Request — Please return everything from the start of the items down to the line containing "positive clicks: (341, 174)", both ends included, exactly as it appears. Leave the pictures out of your answer.

Stored items
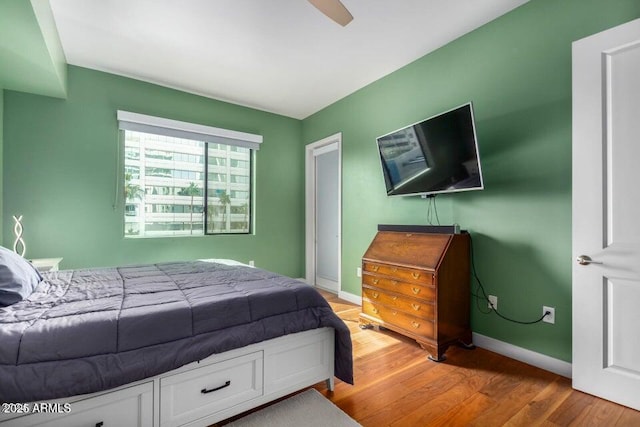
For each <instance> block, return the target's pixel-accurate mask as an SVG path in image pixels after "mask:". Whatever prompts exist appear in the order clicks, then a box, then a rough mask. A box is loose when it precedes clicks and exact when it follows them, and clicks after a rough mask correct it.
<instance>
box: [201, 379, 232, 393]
mask: <svg viewBox="0 0 640 427" xmlns="http://www.w3.org/2000/svg"><path fill="white" fill-rule="evenodd" d="M230 385H231V381H227V382H225V383H224V385H221V386H220V387H216V388H210V389H209V390H207V389H206V388H203V389H202V390H200V393H202V394H207V393H212V392H214V391H218V390H222V389H223V388H226V387H229V386H230Z"/></svg>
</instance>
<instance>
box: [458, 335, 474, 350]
mask: <svg viewBox="0 0 640 427" xmlns="http://www.w3.org/2000/svg"><path fill="white" fill-rule="evenodd" d="M458 343H459V344H460V346H461V347H462V348H464V349H467V350H473V349H474V348H476V346H475V345H473V336H472V335H471V331H468V332H465V333H464V334H462V336H461V337H460V339H459V340H458Z"/></svg>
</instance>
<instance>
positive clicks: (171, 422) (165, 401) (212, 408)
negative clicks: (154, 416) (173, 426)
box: [160, 351, 263, 427]
mask: <svg viewBox="0 0 640 427" xmlns="http://www.w3.org/2000/svg"><path fill="white" fill-rule="evenodd" d="M262 369H263V352H262V351H259V352H255V353H250V354H247V355H245V356H240V357H237V358H234V359H229V360H225V361H223V362H218V363H213V364H210V365H204V366H201V367H198V368H195V369H192V370H190V371H186V372H181V373H179V374H174V375H170V376H167V377H163V378H161V379H160V425H161V426H163V427H164V426H178V425H181V424H184V423H186V422H190V421H194V420H197V419H199V418H202V417H204V416H210V415H212V414H215V413H216V412H218V411H222V410H225V409H229V408H230V407H232V406H234V405H238V404H241V403H244V402H247V401H249V400H251V399H255V398H257V397H260V396H262V394H263V383H262V382H263V375H262Z"/></svg>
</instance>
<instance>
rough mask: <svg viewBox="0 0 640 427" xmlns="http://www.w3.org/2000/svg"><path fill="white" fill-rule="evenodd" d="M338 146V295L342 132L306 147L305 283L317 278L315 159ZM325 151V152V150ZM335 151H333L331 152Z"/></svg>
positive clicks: (341, 174) (312, 284) (320, 140)
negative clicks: (323, 153)
mask: <svg viewBox="0 0 640 427" xmlns="http://www.w3.org/2000/svg"><path fill="white" fill-rule="evenodd" d="M333 144H337V150H338V293H340V292H341V291H342V132H338V133H336V134H334V135H331V136H328V137H326V138H323V139H321V140H319V141H316V142H312V143H311V144H309V145H307V146H306V147H305V254H306V255H305V267H306V268H305V281H306V282H307V283H308V284H310V285H312V286H315V277H316V244H315V242H316V162H315V157H316V156H317V155H318V154H322V152H326V151H327V149H328V148H329V146H331V145H333ZM323 149H324V150H323ZM330 151H333V150H330Z"/></svg>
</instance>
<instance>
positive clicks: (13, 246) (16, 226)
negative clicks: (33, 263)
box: [13, 215, 27, 257]
mask: <svg viewBox="0 0 640 427" xmlns="http://www.w3.org/2000/svg"><path fill="white" fill-rule="evenodd" d="M13 220H14V221H15V222H16V223H15V224H14V225H13V232H14V234H15V235H16V240H15V242H13V251H14V252H15V253H17V254H18V255H20V256H21V257H24V254H25V252H26V251H27V245H25V244H24V240H23V239H22V232H23V230H22V223H21V222H20V221H22V215H20V217H18V218H16V216H15V215H14V216H13ZM18 248H20V251H19V252H18Z"/></svg>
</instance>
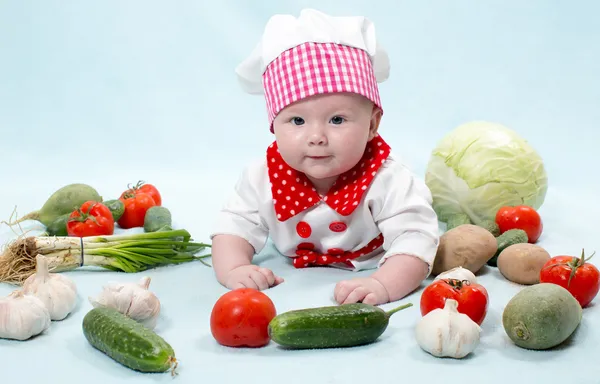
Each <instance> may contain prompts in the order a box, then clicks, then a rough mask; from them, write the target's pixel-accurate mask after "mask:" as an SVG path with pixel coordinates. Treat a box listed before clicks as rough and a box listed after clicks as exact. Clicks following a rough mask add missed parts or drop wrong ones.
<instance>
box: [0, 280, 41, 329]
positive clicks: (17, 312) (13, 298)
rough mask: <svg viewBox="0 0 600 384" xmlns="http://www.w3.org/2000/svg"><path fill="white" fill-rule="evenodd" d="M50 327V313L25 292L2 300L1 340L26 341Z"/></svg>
mask: <svg viewBox="0 0 600 384" xmlns="http://www.w3.org/2000/svg"><path fill="white" fill-rule="evenodd" d="M49 327H50V313H49V311H48V309H47V308H46V306H45V305H44V303H43V302H42V301H41V300H40V299H38V298H37V297H35V296H30V295H25V294H24V293H23V291H21V290H17V291H13V292H12V293H11V294H10V295H8V296H7V297H3V298H0V338H3V339H12V340H19V341H24V340H27V339H30V338H31V337H33V336H37V335H39V334H41V333H42V332H44V331H45V330H47V329H48V328H49Z"/></svg>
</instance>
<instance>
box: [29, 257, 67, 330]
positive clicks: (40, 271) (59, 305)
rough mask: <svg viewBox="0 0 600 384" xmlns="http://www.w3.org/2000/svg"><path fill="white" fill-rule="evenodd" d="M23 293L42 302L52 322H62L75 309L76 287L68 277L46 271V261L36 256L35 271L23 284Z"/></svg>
mask: <svg viewBox="0 0 600 384" xmlns="http://www.w3.org/2000/svg"><path fill="white" fill-rule="evenodd" d="M23 293H25V294H27V295H33V296H35V297H37V298H38V299H40V300H42V302H43V303H44V305H45V306H46V308H48V311H49V312H50V318H51V319H52V320H63V319H64V318H65V317H67V315H68V314H69V313H71V312H72V311H73V309H75V305H76V304H77V287H76V286H75V283H74V282H73V281H72V280H71V279H69V278H68V277H66V276H64V275H61V274H59V273H50V272H49V271H48V260H47V259H46V258H45V257H44V256H42V255H37V256H36V271H35V273H34V274H33V275H31V276H29V277H28V278H27V280H25V282H24V283H23Z"/></svg>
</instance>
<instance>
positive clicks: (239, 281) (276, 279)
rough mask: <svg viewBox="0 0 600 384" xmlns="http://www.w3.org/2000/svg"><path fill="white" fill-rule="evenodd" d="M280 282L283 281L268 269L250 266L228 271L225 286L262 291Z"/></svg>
mask: <svg viewBox="0 0 600 384" xmlns="http://www.w3.org/2000/svg"><path fill="white" fill-rule="evenodd" d="M282 282H283V279H282V278H281V277H279V276H275V275H274V274H273V272H272V271H271V270H270V269H267V268H261V267H259V266H257V265H253V264H250V265H242V266H241V267H237V268H235V269H232V270H231V271H229V273H228V274H227V278H226V280H225V286H226V287H227V288H229V289H238V288H253V289H258V290H260V291H262V290H265V289H268V288H270V287H273V286H275V285H277V284H281V283H282Z"/></svg>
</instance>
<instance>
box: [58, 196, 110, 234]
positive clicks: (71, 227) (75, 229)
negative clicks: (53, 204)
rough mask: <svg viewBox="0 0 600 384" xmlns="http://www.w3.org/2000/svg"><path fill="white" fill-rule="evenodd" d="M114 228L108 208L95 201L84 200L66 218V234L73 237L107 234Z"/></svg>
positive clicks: (98, 202) (96, 201) (109, 232)
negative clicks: (84, 202) (66, 232)
mask: <svg viewBox="0 0 600 384" xmlns="http://www.w3.org/2000/svg"><path fill="white" fill-rule="evenodd" d="M114 230H115V221H114V220H113V217H112V213H111V212H110V209H108V207H107V206H106V205H104V204H102V203H99V202H97V201H86V202H85V203H83V204H82V205H81V207H80V208H79V209H77V210H76V211H73V212H72V213H71V214H70V215H69V220H67V235H69V236H74V237H86V236H107V235H112V234H113V233H114Z"/></svg>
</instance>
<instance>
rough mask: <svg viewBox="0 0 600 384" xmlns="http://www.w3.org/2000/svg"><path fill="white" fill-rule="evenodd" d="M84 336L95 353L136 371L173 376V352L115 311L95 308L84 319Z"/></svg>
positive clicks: (157, 338) (122, 315)
mask: <svg viewBox="0 0 600 384" xmlns="http://www.w3.org/2000/svg"><path fill="white" fill-rule="evenodd" d="M83 334H84V335H85V338H86V339H87V340H88V342H89V343H90V344H91V345H92V346H93V347H94V348H96V349H97V350H99V351H101V352H103V353H104V354H106V355H107V356H109V357H110V358H112V359H113V360H115V361H117V362H119V363H121V364H123V365H124V366H126V367H128V368H131V369H133V370H136V371H140V372H146V373H156V372H166V371H168V370H169V369H171V373H172V374H175V368H176V367H177V359H176V358H175V351H174V350H173V348H172V347H171V346H170V345H169V343H167V342H166V341H165V340H164V339H163V338H162V337H160V336H159V335H158V334H156V333H155V332H154V331H152V330H150V329H149V328H146V327H145V326H143V325H142V324H140V323H138V322H137V321H135V320H133V319H131V318H129V317H127V316H125V315H124V314H122V313H120V312H118V311H117V310H115V309H112V308H108V307H97V308H94V309H92V310H91V311H89V312H88V313H87V314H86V315H85V316H84V318H83Z"/></svg>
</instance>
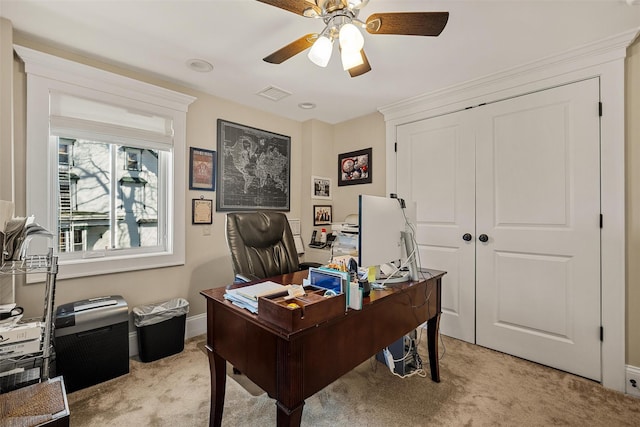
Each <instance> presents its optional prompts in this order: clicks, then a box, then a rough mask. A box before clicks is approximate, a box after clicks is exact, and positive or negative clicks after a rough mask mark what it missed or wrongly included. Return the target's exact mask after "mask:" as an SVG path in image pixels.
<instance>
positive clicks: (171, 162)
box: [15, 46, 195, 278]
mask: <svg viewBox="0 0 640 427" xmlns="http://www.w3.org/2000/svg"><path fill="white" fill-rule="evenodd" d="M15 50H16V52H18V55H19V56H20V57H21V58H22V59H23V60H24V62H25V71H26V73H27V210H28V212H30V213H33V214H34V215H35V217H36V221H37V222H38V223H40V224H41V225H43V226H44V227H46V228H48V229H49V230H51V231H52V232H53V233H54V235H56V236H57V238H56V241H55V242H54V244H53V245H50V246H54V250H55V251H56V253H57V255H58V258H59V264H60V266H61V268H60V272H59V276H60V277H63V278H64V277H78V276H86V275H92V274H104V273H110V272H117V271H126V270H138V269H145V268H156V267H162V266H169V265H179V264H183V263H184V226H185V213H184V210H185V208H184V206H185V196H184V188H185V178H184V176H185V166H184V165H185V154H184V153H185V151H186V150H185V123H186V111H187V107H188V105H189V104H190V103H191V102H193V100H194V99H195V98H193V97H190V96H187V95H184V94H180V93H177V92H173V91H170V90H166V89H163V88H159V87H156V86H151V85H149V84H146V83H142V82H138V81H135V80H132V79H129V78H125V77H122V76H118V75H115V74H112V73H108V72H105V71H102V70H98V69H95V68H92V67H88V66H84V65H81V64H77V63H74V62H71V61H67V60H64V59H60V58H57V57H54V56H51V55H47V54H43V53H40V52H37V51H33V50H31V49H27V48H23V47H20V46H15ZM32 245H33V246H32V247H30V251H31V252H39V251H41V250H46V249H44V248H38V242H35V241H33V242H32Z"/></svg>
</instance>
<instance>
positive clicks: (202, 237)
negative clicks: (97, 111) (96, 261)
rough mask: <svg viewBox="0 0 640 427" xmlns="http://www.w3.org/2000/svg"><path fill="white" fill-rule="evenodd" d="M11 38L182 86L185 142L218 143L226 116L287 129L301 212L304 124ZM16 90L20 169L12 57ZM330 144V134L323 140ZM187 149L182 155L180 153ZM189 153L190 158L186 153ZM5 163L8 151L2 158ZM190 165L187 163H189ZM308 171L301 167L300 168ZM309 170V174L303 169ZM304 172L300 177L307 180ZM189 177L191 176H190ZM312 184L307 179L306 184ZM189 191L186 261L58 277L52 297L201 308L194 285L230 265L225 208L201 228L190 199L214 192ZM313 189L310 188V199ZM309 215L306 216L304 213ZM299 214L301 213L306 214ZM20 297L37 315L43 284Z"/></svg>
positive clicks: (228, 278) (285, 132)
mask: <svg viewBox="0 0 640 427" xmlns="http://www.w3.org/2000/svg"><path fill="white" fill-rule="evenodd" d="M14 42H15V43H16V44H20V45H23V46H26V47H30V48H33V49H37V50H40V51H43V52H47V53H51V54H54V55H57V56H60V57H63V58H67V59H71V60H74V61H77V62H80V63H84V64H87V65H91V66H94V67H97V68H101V69H105V70H107V71H111V72H115V73H117V74H122V75H126V76H128V77H131V78H135V79H138V80H142V81H145V82H149V83H152V84H156V85H158V86H162V87H166V88H168V89H172V90H176V91H179V92H183V93H187V94H189V95H193V96H195V97H197V100H196V101H195V102H194V103H193V104H191V105H190V107H189V111H188V114H187V147H190V146H194V147H200V148H206V149H211V150H217V148H216V120H217V119H218V118H223V119H226V120H230V121H233V122H237V123H242V124H246V125H250V126H254V127H257V128H260V129H267V130H269V131H273V132H276V133H279V134H283V135H287V136H290V137H291V148H292V150H291V151H292V158H291V200H290V203H291V211H290V212H289V214H288V215H289V216H290V217H291V218H300V217H301V213H300V206H301V204H302V200H301V197H302V193H301V188H302V187H301V183H302V181H303V180H302V177H301V174H302V170H303V168H302V164H303V162H302V160H301V158H302V152H303V149H302V146H303V139H302V129H303V125H302V123H300V122H297V121H294V120H289V119H285V118H282V117H279V116H275V115H272V114H268V113H265V112H262V111H258V110H255V109H252V108H248V107H245V106H242V105H239V104H236V103H232V102H229V101H226V100H223V99H221V98H217V97H214V96H211V95H207V94H204V93H200V92H195V91H192V90H188V89H185V88H183V87H180V86H176V85H174V84H170V83H167V82H164V81H161V80H158V79H156V78H153V77H150V76H147V75H141V74H137V73H133V72H130V71H127V70H123V69H119V68H117V67H114V66H112V65H110V64H104V63H100V62H97V61H95V60H91V59H88V58H85V57H81V56H78V55H74V54H71V53H69V52H64V51H60V50H57V49H54V48H52V47H50V46H46V45H43V44H41V43H37V42H34V41H31V40H29V39H25V38H24V37H21V36H20V35H15V37H14ZM14 92H15V98H16V99H15V102H14V106H15V111H16V114H15V124H16V126H15V128H16V135H15V144H16V163H17V164H18V165H20V167H18V168H16V170H17V171H24V170H25V168H24V158H25V154H24V153H25V138H24V130H25V122H26V121H25V117H24V109H25V104H24V102H25V96H26V76H25V74H24V69H23V66H22V64H21V63H20V62H19V60H18V59H14ZM325 143H328V144H329V145H331V140H329V141H326V142H325ZM186 157H188V156H185V158H186ZM187 161H188V159H187ZM0 163H2V164H3V165H5V164H6V163H9V162H6V163H5V157H4V156H3V157H2V160H1V161H0ZM186 169H187V168H185V170H186ZM305 173H306V172H305ZM308 176H310V174H309V175H308ZM309 180H310V178H308V177H307V179H306V180H304V182H307V183H309V182H310V181H309ZM24 182H25V176H24V174H23V173H20V172H18V173H17V175H16V188H17V189H19V190H18V191H20V192H22V193H24V191H25V190H24ZM187 182H188V181H187ZM304 188H310V184H308V185H307V187H304ZM184 191H187V195H186V199H187V203H186V206H185V218H186V224H185V232H186V262H185V265H184V266H179V267H169V268H162V269H155V270H144V271H139V272H127V273H120V274H109V275H103V276H93V277H88V278H78V279H69V280H59V281H58V284H57V289H56V305H59V304H63V303H66V302H71V301H76V300H80V299H84V298H89V297H96V296H102V295H122V296H123V297H124V299H125V300H126V301H127V303H128V305H129V308H132V307H134V306H138V305H143V304H149V303H153V302H158V301H164V300H167V299H170V298H173V297H183V298H187V299H188V300H189V303H190V314H189V315H190V316H192V315H195V314H199V313H203V312H204V311H205V305H204V298H203V297H202V296H200V295H199V291H200V290H203V289H208V288H212V287H218V286H224V285H226V284H228V283H230V282H231V280H232V278H233V272H232V267H231V259H230V257H229V255H228V248H227V244H226V240H225V233H224V213H214V218H213V225H212V227H211V234H210V235H204V233H203V231H204V227H203V226H194V225H192V224H191V199H193V198H199V197H200V196H201V195H202V196H204V197H205V198H212V199H215V193H212V192H201V191H189V190H187V189H185V190H184ZM309 192H310V189H307V197H306V199H307V200H308V198H309V196H310V194H309ZM24 203H25V202H24V197H22V198H21V202H20V203H17V205H16V213H17V214H19V215H24V214H25V212H24V211H25V206H24ZM308 218H309V219H310V218H311V214H310V213H309V215H308ZM303 219H304V218H303ZM17 298H18V300H19V301H20V304H21V305H23V306H24V307H25V309H26V314H27V315H39V314H41V312H42V300H43V284H29V285H23V286H20V287H19V288H18V290H17Z"/></svg>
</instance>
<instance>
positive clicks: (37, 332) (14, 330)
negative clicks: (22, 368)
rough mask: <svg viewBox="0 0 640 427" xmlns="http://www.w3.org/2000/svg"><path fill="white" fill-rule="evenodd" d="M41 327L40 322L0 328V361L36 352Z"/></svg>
mask: <svg viewBox="0 0 640 427" xmlns="http://www.w3.org/2000/svg"><path fill="white" fill-rule="evenodd" d="M42 327H43V324H42V322H30V323H18V324H16V325H6V326H0V359H5V358H15V357H18V356H22V355H25V354H31V353H36V352H38V351H39V350H40V337H41V332H42Z"/></svg>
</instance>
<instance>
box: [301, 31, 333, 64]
mask: <svg viewBox="0 0 640 427" xmlns="http://www.w3.org/2000/svg"><path fill="white" fill-rule="evenodd" d="M332 52H333V43H331V40H329V38H328V37H326V36H320V37H318V40H316V41H315V43H314V44H313V46H311V49H310V50H309V54H308V55H307V57H308V58H309V59H310V60H311V62H313V63H314V64H316V65H317V66H319V67H326V66H327V64H329V59H331V53H332Z"/></svg>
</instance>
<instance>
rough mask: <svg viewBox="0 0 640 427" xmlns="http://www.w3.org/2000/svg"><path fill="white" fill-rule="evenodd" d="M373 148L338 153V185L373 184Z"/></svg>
mask: <svg viewBox="0 0 640 427" xmlns="http://www.w3.org/2000/svg"><path fill="white" fill-rule="evenodd" d="M371 150H372V149H371V148H365V149H364V150H358V151H352V152H350V153H342V154H339V155H338V186H343V185H355V184H371V178H372V175H371V164H372V162H371Z"/></svg>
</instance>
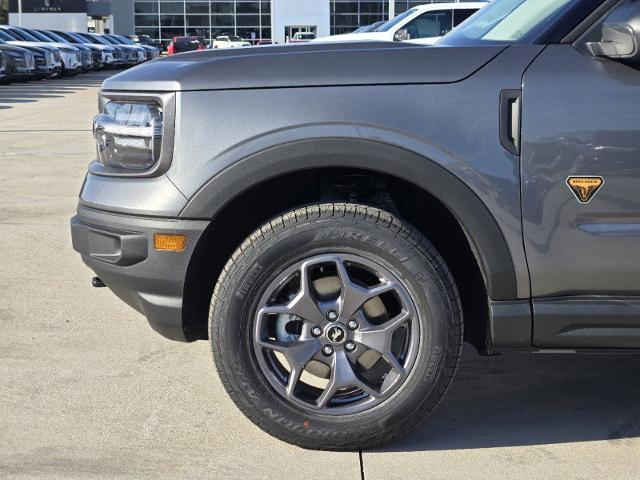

Response to this task —
For each <instance> block, return the target's pixel-accurate mask as an SVG path in image pixels after "mask:". Whatever prompts exist appear in the order clicks, then a box, then a rough mask. A box is loose when it precedes clicks and exact when it follows them, and clicks after a rough mask correct it.
<instance>
box: [201, 379, 232, 393]
mask: <svg viewBox="0 0 640 427" xmlns="http://www.w3.org/2000/svg"><path fill="white" fill-rule="evenodd" d="M230 385H231V381H227V382H225V383H224V385H221V386H220V387H216V388H210V389H209V390H207V389H206V388H203V389H202V390H200V393H202V394H207V393H212V392H214V391H218V390H222V389H223V388H226V387H229V386H230Z"/></svg>
</instance>
<instance>
box: [458, 335, 474, 350]
mask: <svg viewBox="0 0 640 427" xmlns="http://www.w3.org/2000/svg"><path fill="white" fill-rule="evenodd" d="M458 343H459V344H460V346H461V347H462V348H464V349H467V350H473V349H474V348H476V346H475V345H473V336H472V335H471V331H468V332H465V333H464V334H462V336H461V337H460V339H459V340H458Z"/></svg>
</instance>
<instance>
positive clicks: (171, 422) (165, 401) (212, 408)
negative clicks: (154, 416) (173, 426)
box: [160, 351, 263, 427]
mask: <svg viewBox="0 0 640 427" xmlns="http://www.w3.org/2000/svg"><path fill="white" fill-rule="evenodd" d="M262 369H263V352H262V351H259V352H255V353H250V354H247V355H245V356H240V357H237V358H234V359H229V360H225V361H223V362H218V363H213V364H210V365H204V366H201V367H198V368H195V369H192V370H190V371H186V372H181V373H179V374H174V375H170V376H167V377H163V378H161V379H160V425H161V426H163V427H164V426H178V425H181V424H184V423H186V422H190V421H194V420H197V419H199V418H202V417H204V416H210V415H212V414H215V413H216V412H218V411H222V410H225V409H229V408H230V407H232V406H234V405H238V404H241V403H244V402H247V401H249V400H251V399H255V398H257V397H260V396H262V394H263V383H262V382H263V375H262Z"/></svg>
</instance>
<instance>
rough mask: <svg viewBox="0 0 640 427" xmlns="http://www.w3.org/2000/svg"><path fill="white" fill-rule="evenodd" d="M338 146V295L342 132L306 147L305 283L317 278L315 159ZM325 151V152V150ZM335 151H333L331 152Z"/></svg>
positive clicks: (341, 174) (312, 284) (320, 140)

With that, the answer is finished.